Material on locating named things
════════

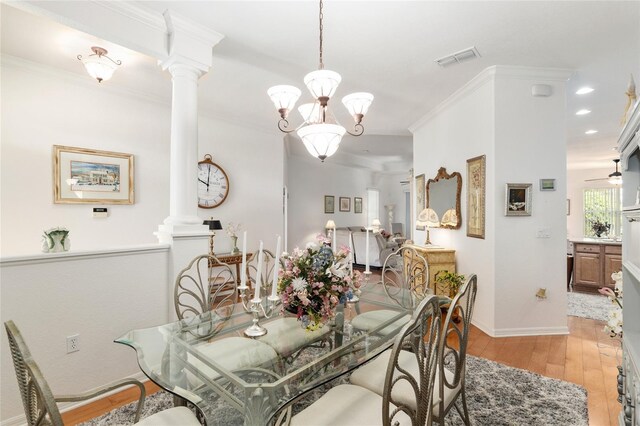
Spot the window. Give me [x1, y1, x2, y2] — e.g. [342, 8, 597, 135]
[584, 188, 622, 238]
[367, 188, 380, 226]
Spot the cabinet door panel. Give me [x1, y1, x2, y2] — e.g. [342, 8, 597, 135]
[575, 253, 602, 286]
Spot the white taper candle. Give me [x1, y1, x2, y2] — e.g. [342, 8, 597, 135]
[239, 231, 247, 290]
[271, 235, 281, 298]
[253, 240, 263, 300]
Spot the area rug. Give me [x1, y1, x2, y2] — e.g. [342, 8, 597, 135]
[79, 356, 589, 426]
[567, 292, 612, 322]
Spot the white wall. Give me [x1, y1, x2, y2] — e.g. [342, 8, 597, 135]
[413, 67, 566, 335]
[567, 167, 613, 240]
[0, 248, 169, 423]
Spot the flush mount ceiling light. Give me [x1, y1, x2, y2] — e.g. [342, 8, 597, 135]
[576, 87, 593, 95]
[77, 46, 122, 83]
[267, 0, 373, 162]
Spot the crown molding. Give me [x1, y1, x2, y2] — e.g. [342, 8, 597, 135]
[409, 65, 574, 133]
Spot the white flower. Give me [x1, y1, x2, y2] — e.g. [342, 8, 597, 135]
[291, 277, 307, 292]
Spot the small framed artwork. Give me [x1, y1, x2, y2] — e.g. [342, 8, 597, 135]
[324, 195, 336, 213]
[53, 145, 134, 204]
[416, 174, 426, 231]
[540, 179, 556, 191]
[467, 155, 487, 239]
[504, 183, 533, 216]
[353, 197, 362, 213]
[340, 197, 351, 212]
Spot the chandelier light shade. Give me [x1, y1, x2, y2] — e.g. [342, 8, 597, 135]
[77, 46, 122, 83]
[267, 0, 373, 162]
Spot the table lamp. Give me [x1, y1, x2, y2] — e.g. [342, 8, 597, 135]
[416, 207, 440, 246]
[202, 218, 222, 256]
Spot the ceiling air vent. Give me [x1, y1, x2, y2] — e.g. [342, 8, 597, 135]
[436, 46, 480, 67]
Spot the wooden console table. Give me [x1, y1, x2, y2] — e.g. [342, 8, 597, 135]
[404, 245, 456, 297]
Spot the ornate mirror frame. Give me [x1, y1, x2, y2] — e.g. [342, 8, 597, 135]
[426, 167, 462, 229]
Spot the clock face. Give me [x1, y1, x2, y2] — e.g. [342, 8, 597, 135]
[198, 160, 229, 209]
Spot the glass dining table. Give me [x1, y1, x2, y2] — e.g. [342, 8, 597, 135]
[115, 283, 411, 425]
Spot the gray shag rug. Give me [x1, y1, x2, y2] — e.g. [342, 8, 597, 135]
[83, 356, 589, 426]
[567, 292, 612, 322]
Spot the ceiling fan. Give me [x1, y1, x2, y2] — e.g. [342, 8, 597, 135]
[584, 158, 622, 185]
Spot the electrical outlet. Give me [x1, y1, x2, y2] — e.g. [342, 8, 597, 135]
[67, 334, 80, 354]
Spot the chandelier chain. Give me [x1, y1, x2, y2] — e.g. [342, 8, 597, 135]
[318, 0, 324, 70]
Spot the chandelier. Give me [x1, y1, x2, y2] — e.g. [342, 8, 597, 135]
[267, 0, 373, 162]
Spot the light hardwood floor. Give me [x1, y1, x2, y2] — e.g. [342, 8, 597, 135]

════════

EXERCISE: Format the material as a Markdown table with the columns Row and Line, starting at its beginning and ending at the line that contains "[291, 277, 307, 292]", one numbered row per line with blank lines skipped. Leave the pictures out.

COMPLETED TASK:
| Row | Line |
|---|---|
| 1 | Spot the window. Give me [x1, y1, x2, y2] — e.g. [342, 8, 597, 135] |
| 2 | [584, 188, 622, 238] |
| 3 | [367, 188, 380, 226] |
| 4 | Spot the cabinet door panel. Give me [x1, y1, x2, y2] — e.g. [342, 8, 597, 135] |
| 5 | [575, 253, 602, 286] |
| 6 | Spot the white taper candle. Give me [x1, y1, x2, y2] — e.g. [342, 8, 597, 135] |
| 7 | [239, 231, 247, 290] |
| 8 | [271, 235, 281, 298] |
| 9 | [253, 240, 263, 300] |
| 10 | Spot the area rug. Give me [x1, y1, x2, y2] — e.g. [342, 8, 597, 135] |
| 11 | [79, 356, 589, 426] |
| 12 | [567, 292, 612, 322] |
| 13 | Spot the white wall. Give me [x1, y1, x2, y2] — e.g. [342, 8, 597, 135] |
| 14 | [413, 67, 566, 335] |
| 15 | [567, 167, 613, 240] |
| 16 | [0, 248, 169, 423] |
| 17 | Spot the flush mount ceiling light. Give me [x1, y1, x2, y2] — e.g. [342, 8, 597, 135] |
| 18 | [576, 87, 593, 95] |
| 19 | [77, 46, 122, 83] |
| 20 | [267, 0, 373, 162] |
| 21 | Spot the crown molding. Give me [x1, y1, x2, y2] — e.g. [342, 8, 597, 135] |
| 22 | [409, 65, 574, 133] |
| 23 | Spot the white flower. Give me [x1, y1, x2, y2] — e.g. [342, 8, 597, 135] |
| 24 | [291, 277, 307, 292] |